Texto fornecido -
Os serviços de telefonia móvel pessoal assumiram nos últimos anos
notável importância nas telecomunicações brasileiras, com vasta gama de
utilidades aliadas à portabilidade e às mais variadas formas de
empregabilidade dos meios. Com isso, ao tráfico de voz, inerente à
comunicação à distância, somaram-se distintos serviços que o sistema
regulatório permitia unicamente a provedores diversos dos prestadores de
serviços de telefonia fixa comutável (STFC), os chamados “serviço no
regime público”.
E como a telefonia móvel ficou reservada ao chamado “regime privado”,
isso serviu como estímulo ao desenvolvimento dos Serviços de Valor
Adicionado (SVA) (value added services) pelos seus operadores. Essa foi a experiência da maioria dos países nos últimos anos.[1]
Somaram-se, assim, demandas crescentes de empresas e usuários pelos
serviços adicionados, mediante aplicativos ou mesmo chamadas, veiculados
por meio das mais distintas tecnologias (WAP, EDGE, GSM, GPRS), com
facilidades que permitem interatividade ou a acessibilidade à internet.

Registros armazenados:
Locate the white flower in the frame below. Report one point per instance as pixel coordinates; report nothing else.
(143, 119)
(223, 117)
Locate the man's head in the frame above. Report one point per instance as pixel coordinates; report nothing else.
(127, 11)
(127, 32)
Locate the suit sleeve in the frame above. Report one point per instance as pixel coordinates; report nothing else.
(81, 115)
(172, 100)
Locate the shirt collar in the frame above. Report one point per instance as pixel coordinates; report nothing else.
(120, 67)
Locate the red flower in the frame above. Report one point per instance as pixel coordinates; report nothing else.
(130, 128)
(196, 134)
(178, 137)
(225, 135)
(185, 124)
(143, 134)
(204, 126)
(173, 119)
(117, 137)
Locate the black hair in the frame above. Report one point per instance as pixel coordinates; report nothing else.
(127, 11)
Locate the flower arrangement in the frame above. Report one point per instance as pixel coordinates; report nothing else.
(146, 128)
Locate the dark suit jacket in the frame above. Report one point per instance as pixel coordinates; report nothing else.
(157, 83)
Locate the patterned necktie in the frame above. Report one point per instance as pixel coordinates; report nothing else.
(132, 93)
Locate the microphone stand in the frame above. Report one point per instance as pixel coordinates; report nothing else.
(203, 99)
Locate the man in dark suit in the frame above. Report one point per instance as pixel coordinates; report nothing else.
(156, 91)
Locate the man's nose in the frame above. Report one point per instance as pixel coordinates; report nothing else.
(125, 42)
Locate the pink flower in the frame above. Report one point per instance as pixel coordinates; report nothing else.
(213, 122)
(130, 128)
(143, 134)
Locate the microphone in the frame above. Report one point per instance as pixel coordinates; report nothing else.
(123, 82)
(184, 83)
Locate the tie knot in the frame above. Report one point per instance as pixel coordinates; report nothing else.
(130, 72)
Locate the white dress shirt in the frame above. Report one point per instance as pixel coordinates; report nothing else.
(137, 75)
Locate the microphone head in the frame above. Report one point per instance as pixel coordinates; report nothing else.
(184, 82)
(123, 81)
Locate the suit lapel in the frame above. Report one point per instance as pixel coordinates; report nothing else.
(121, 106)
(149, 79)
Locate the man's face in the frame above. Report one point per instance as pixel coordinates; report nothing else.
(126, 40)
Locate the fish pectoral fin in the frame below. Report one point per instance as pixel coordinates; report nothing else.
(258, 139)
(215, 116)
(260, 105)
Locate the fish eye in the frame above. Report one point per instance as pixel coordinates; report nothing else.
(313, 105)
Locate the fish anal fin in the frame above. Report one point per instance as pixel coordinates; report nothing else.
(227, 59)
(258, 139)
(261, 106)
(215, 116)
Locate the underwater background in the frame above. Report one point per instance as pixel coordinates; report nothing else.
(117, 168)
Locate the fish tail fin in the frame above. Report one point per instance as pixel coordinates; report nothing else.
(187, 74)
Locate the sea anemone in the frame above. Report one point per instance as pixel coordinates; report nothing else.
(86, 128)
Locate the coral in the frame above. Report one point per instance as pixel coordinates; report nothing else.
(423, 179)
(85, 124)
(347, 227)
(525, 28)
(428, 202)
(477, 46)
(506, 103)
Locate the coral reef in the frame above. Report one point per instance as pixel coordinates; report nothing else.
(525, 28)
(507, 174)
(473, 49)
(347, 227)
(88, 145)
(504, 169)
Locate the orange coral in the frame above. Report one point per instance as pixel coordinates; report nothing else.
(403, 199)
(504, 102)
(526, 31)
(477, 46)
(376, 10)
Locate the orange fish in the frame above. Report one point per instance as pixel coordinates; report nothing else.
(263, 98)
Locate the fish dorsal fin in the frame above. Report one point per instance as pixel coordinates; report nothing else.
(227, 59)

Instrução 1 -
Segundo o texto sobre telefonia móvel, a qual regime a telefonia móvel ficou reservada?
Instrução 2 -
Transcreva literalmente o trecho do texto sobre telefonia móvel que começa nas palavras "E como a telefonia" e termina após "acessibilidade à internet.".
Instrução 3 -
Dê prosseguimento ao texto sobre telefonia móvel e serviços de valor adicionado, partindo do ponto em que ele termina.

Resultado 1 -
Ao chamado “regime privado”.

Resultado 2 -
E como a telefonia móvel ficou reservada ao chamado “regime privado”,
isso serviu como estímulo ao desenvolvimento dos Serviços de Valor
Adicionado (SVA) (value added services) pelos seus operadores. Essa foi a experiência da maioria dos países nos últimos anos.[1]
Somaram-se, assim, demandas crescentes de empresas e usuários pelos
serviços adicionados, mediante aplicativos ou mesmo chamadas, veiculados
por meio das mais distintas tecnologias (WAP, EDGE, GSM, GPRS), com
facilidades que permitem interatividade ou a acessibilidade à internet.

Resultado 3 -
Em termos jurídicos, esses serviços são prestados com base em
contratos específicos e sob constante regulação normativa da Agência
Nacional de Telecomunicações (Anatel). São contratos atípicos, por
adesão, e que se prestam segundo o benefício da comodidade, tarifas e
efeitos dos atos praticados. Com isso, tem-se um quadro orgânico do
modelo jurídico dos SVA na telefonia móvel, integrado ao ambiente das telecomunicações.
No âmbito da telefonia, as telecomunicações podem ser vistas sob a ótica de três conceitos[2] fundamentais, como bem percebeu Pedro Gonçalves, ou seja, como meio de comunicação (i), como complexo de redes e sistemas (ii) ou mesmo como serviço prestado aos usuários
(iii), com absoluta independência do conteúdo veiculado. As duas
primeiras correspondem ao conjunto de meios e de infraestrutura (a) e a
última, aos serviços propriamente ditos (b), classificação esta à qual
aderimos.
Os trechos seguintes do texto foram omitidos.